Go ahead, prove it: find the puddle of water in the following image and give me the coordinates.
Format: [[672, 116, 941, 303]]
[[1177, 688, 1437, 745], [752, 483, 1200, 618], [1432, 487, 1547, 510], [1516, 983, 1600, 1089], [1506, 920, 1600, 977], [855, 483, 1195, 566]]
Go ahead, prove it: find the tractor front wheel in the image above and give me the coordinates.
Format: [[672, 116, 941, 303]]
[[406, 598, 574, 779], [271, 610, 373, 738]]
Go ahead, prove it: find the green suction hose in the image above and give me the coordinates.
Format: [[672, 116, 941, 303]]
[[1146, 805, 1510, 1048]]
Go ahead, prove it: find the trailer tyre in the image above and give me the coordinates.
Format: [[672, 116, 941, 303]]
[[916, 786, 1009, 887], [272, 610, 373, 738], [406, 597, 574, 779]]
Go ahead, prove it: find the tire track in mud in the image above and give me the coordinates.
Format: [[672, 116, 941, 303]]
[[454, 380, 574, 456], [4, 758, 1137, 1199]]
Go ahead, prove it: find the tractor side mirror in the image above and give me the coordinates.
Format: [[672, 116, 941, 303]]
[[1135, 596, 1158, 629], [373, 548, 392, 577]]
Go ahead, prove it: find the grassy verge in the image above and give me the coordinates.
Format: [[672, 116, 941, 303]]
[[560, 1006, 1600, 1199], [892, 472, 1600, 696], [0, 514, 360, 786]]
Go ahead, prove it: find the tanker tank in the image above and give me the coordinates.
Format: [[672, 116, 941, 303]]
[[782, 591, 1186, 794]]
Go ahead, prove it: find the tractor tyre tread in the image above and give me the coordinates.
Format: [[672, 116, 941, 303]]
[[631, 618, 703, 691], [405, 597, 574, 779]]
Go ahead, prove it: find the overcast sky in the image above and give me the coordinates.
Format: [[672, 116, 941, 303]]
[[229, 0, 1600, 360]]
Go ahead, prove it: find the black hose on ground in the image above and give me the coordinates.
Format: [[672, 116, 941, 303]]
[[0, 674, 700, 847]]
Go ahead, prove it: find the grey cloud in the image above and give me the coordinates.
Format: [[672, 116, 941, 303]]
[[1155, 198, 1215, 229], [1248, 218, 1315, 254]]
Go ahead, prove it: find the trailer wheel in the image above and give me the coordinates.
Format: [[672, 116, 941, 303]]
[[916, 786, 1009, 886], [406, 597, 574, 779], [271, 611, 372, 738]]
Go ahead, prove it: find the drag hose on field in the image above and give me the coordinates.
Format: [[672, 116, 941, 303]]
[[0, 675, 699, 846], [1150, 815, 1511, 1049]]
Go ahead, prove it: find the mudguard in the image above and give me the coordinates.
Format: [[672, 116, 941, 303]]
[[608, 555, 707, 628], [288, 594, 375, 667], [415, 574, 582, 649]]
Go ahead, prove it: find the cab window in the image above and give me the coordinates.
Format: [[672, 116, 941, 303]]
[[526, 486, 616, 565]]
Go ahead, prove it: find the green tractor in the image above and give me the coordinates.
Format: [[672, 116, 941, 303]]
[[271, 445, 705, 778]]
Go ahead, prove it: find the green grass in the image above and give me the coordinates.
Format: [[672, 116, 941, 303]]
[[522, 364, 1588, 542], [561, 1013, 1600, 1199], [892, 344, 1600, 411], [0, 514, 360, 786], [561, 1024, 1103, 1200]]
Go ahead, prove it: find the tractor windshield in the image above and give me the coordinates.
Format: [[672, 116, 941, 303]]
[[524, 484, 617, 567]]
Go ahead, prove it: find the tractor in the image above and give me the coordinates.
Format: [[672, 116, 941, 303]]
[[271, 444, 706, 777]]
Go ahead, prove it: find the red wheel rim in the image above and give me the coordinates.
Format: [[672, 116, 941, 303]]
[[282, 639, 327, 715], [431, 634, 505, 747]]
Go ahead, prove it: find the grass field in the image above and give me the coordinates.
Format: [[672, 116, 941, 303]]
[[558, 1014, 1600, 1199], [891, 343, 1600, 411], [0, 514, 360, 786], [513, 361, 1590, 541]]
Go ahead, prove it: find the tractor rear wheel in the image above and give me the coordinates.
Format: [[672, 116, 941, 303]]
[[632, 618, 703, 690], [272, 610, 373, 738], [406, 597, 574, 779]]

[TASK TO COMPLETE]
Copy, exactly and only, the lines above that begin with the one containing "Go ahead, prove it: find the black" and finish with the one containing "Go ahead, prove it: find the tractor windshield".

[REPLY]
Go ahead, prove it: find the black hose on ground in the image above and give me the coordinates.
Format: [[672, 116, 941, 303]]
[[0, 674, 700, 847]]
Go ahead, prove it: find the grey cloud in the image above and give me the coordinates.
Format: [[672, 116, 941, 303]]
[[1155, 198, 1215, 229], [1248, 218, 1315, 254]]
Go ahead, prove it: find the trailer wheel in the image above and give me the coordinates.
Format: [[672, 116, 941, 303]]
[[916, 786, 1009, 886], [406, 597, 574, 779], [271, 611, 372, 738]]
Go ahead, prove it: find the drag hose on field in the image above and give me the coordinates.
Format: [[672, 116, 941, 303]]
[[0, 675, 699, 846], [1150, 815, 1511, 1049]]
Go ahead, prove it: find the mudguard in the image above and give me the coordinates.
Format: [[672, 116, 941, 303]]
[[608, 555, 707, 628], [288, 594, 375, 667], [415, 574, 582, 649]]
Go ahead, prove it: find the cab window in the image above and give me the coordinates.
Format: [[672, 116, 941, 303]]
[[526, 486, 616, 565]]
Go ahead, prove it: find the green tractor in the image above and give me the coordinates.
Format: [[672, 116, 941, 303]]
[[271, 445, 705, 778]]
Go ahead, prove it: find the green grass in the image above and give me the coordinates.
Format: [[672, 116, 941, 303]]
[[522, 364, 1588, 542], [561, 1013, 1600, 1199], [892, 344, 1600, 411], [0, 514, 360, 786], [561, 1024, 1103, 1200]]
Go ahead, prove it: find the tractor windshield in the image above and give me the coordinates.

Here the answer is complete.